--- Extracted records ---

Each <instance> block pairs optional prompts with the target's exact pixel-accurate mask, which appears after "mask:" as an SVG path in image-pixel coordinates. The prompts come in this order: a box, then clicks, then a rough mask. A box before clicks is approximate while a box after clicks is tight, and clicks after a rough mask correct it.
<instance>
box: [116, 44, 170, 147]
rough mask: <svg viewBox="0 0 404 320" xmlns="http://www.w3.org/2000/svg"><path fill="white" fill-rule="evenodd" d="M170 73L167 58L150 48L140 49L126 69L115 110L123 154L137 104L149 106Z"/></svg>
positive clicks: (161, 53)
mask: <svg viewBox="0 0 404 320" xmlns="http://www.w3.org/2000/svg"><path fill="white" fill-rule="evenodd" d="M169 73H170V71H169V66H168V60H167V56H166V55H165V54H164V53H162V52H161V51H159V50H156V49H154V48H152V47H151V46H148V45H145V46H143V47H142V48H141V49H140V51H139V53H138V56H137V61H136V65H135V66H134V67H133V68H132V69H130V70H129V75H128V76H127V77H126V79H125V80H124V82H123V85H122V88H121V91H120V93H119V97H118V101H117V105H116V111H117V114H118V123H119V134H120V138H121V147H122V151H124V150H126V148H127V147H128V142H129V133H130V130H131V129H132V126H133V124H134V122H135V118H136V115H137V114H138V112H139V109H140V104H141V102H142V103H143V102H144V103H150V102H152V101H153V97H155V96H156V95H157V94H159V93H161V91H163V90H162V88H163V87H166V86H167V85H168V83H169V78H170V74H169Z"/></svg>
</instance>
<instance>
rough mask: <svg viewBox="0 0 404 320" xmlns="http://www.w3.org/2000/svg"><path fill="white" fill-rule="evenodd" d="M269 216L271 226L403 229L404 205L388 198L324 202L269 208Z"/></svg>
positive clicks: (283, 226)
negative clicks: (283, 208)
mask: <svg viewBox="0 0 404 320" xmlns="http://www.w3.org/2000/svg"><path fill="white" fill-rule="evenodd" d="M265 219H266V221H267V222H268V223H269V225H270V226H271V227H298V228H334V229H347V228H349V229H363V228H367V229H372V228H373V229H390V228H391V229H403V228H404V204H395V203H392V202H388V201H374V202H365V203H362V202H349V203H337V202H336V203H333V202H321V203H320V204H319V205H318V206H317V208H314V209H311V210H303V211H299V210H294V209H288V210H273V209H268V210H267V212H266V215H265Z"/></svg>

---

- Your assignment
Exactly the lines from the one containing "positive clicks: (161, 53)" through the end of the listing above, inclusive, are to be written out, and no others.

- Solution
positive clicks: (161, 53)
mask: <svg viewBox="0 0 404 320" xmlns="http://www.w3.org/2000/svg"><path fill="white" fill-rule="evenodd" d="M169 73H170V71H169V66H168V60H167V56H166V55H165V54H164V53H162V52H161V51H159V50H156V49H154V48H152V47H151V46H148V45H145V46H143V47H142V48H141V49H140V51H139V53H138V56H137V61H136V65H135V66H134V67H133V68H132V69H130V70H129V75H128V76H127V77H126V79H125V80H124V82H123V85H122V88H121V91H120V93H119V97H118V101H117V105H116V111H117V114H118V123H119V134H120V138H121V147H122V151H124V150H126V148H127V147H128V142H129V133H130V130H131V129H132V126H133V124H134V122H135V118H136V115H137V114H138V112H139V109H140V104H141V102H142V103H143V102H144V103H150V102H152V101H153V97H155V96H156V95H157V94H159V93H161V91H163V90H162V88H163V87H166V86H167V85H168V83H169V78H170V74H169Z"/></svg>
</instance>
<instance>
rough mask: <svg viewBox="0 0 404 320" xmlns="http://www.w3.org/2000/svg"><path fill="white" fill-rule="evenodd" d="M269 216L271 226L403 229L404 205L388 198L324 202L269 208Z"/></svg>
positive clicks: (283, 226)
negative clicks: (283, 208)
mask: <svg viewBox="0 0 404 320" xmlns="http://www.w3.org/2000/svg"><path fill="white" fill-rule="evenodd" d="M265 219H266V221H267V222H268V223H269V225H270V226H271V227H298V228H334V229H347V228H349V229H363V228H367V229H372V228H373V229H390V228H391V229H403V228H404V204H395V203H392V202H388V201H374V202H365V203H362V202H349V203H337V202H336V203H333V202H321V203H320V204H319V205H318V206H317V208H314V209H311V210H303V211H299V210H294V209H288V210H273V209H268V210H267V212H266V215H265Z"/></svg>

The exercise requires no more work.